Your goal: Give back, exactly and with nothing added, the lines that run from the one containing "the man's head" to the final line below.

Exercise data:

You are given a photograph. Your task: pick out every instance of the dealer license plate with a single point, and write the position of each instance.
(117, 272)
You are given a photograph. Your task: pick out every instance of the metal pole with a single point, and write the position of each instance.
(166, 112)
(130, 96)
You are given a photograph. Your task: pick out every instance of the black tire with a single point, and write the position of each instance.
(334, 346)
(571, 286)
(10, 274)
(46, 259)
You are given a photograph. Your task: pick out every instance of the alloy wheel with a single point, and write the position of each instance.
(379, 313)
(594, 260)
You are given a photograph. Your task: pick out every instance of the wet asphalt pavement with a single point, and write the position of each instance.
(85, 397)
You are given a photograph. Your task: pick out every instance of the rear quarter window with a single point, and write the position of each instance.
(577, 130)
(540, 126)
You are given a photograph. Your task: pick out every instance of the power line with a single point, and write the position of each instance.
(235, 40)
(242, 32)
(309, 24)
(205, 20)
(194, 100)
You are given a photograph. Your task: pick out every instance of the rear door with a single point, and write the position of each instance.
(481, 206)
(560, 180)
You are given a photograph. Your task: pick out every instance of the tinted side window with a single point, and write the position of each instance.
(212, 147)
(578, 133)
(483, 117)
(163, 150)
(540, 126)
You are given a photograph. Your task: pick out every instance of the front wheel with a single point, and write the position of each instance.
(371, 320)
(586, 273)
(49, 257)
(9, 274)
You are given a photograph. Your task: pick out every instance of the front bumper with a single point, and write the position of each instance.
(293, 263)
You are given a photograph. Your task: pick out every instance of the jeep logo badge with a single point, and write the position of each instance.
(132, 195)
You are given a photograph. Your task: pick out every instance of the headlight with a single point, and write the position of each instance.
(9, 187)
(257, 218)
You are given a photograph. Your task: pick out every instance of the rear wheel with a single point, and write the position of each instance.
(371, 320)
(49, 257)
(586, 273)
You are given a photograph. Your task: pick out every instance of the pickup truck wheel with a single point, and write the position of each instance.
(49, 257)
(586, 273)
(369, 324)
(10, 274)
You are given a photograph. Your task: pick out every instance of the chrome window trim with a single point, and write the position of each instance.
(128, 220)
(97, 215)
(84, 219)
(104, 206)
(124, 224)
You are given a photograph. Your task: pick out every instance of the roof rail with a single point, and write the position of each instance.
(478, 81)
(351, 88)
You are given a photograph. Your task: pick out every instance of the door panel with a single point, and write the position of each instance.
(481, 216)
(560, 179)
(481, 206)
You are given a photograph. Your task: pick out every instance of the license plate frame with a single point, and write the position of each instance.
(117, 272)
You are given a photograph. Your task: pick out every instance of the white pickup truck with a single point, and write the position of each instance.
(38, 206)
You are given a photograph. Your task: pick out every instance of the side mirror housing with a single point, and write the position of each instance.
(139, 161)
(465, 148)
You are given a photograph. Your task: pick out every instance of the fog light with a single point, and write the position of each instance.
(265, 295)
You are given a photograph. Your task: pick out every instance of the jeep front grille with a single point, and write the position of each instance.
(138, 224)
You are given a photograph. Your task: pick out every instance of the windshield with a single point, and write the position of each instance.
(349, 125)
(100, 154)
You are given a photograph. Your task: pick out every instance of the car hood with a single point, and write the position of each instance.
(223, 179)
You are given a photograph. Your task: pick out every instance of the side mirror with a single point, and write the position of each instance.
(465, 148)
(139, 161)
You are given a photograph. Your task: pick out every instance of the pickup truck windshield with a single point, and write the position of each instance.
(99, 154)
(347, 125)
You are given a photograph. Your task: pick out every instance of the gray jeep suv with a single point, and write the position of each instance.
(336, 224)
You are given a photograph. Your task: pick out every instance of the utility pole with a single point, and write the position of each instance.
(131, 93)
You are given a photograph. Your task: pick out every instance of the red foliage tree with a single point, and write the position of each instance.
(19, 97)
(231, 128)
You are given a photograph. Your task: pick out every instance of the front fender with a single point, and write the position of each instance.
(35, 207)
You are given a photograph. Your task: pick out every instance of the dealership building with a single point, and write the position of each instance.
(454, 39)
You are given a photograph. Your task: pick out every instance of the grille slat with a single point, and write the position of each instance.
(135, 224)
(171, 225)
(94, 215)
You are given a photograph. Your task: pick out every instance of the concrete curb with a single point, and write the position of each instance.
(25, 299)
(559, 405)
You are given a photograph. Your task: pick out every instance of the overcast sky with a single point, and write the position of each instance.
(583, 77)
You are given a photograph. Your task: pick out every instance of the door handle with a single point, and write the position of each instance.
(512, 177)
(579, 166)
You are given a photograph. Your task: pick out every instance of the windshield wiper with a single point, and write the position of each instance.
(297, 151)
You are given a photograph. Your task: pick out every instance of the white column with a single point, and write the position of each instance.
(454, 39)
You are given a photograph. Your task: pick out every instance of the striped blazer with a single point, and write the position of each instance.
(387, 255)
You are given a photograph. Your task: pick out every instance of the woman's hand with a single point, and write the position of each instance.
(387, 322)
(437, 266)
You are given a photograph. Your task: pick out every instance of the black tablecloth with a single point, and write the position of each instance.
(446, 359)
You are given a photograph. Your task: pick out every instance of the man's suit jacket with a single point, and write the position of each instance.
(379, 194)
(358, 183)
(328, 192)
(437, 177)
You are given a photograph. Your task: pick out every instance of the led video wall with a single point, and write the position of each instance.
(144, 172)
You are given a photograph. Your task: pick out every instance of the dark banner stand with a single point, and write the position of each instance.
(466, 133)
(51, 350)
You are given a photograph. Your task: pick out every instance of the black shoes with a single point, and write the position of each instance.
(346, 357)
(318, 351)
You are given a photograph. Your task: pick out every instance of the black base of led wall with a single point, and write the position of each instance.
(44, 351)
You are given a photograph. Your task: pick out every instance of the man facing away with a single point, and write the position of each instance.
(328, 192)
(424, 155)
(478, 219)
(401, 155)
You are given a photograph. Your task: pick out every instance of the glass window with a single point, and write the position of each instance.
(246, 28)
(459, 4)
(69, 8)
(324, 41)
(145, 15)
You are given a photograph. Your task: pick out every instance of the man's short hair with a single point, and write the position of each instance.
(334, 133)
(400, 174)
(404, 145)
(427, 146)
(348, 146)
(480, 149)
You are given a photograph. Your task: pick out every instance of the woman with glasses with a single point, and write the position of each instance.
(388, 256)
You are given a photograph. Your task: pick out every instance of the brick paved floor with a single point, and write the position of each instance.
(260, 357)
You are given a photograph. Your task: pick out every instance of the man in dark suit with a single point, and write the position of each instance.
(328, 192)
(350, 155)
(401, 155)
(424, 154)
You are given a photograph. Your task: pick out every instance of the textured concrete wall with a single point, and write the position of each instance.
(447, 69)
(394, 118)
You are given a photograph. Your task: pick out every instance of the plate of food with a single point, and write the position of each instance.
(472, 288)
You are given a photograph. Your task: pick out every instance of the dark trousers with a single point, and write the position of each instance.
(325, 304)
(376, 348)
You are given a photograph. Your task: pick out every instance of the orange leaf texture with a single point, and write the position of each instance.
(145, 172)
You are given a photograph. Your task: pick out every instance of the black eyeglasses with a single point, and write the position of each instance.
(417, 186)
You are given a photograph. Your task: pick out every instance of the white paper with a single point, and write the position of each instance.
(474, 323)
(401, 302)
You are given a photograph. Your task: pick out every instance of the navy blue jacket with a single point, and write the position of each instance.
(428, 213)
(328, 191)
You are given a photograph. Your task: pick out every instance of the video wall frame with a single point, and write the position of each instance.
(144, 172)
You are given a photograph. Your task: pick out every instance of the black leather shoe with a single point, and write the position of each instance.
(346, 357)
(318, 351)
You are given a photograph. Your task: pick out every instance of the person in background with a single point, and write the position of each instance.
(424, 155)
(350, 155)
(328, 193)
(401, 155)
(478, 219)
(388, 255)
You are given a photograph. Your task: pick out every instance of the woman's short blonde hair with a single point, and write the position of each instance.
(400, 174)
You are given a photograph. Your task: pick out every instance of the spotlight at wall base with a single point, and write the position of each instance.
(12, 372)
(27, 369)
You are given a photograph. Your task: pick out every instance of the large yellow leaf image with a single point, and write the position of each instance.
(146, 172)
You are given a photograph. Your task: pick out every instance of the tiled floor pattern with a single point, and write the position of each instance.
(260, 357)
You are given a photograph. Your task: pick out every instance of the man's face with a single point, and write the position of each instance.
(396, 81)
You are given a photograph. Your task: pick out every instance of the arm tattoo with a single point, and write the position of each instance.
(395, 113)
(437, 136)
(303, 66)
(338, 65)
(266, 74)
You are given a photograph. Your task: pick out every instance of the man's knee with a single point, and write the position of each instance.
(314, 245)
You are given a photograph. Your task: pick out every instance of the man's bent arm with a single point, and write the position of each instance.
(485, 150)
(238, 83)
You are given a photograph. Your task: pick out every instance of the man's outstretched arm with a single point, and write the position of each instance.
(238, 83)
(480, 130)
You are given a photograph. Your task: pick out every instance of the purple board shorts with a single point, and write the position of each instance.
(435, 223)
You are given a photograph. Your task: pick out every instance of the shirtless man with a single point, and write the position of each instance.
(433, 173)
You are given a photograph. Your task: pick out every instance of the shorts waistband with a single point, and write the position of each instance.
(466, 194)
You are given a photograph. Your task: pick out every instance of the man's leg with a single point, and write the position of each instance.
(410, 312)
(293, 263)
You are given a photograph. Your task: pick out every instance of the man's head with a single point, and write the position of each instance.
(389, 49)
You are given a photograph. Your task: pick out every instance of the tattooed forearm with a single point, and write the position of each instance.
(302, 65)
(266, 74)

Exercise answer:
You are given a photograph. Your task: pick out every instance of the man's head with a single point, and write the position of each instance.
(389, 49)
You are given a photograph. Your task: pick out every instance of the tattooed forearm with a single point, and write the position of each instance.
(302, 65)
(266, 74)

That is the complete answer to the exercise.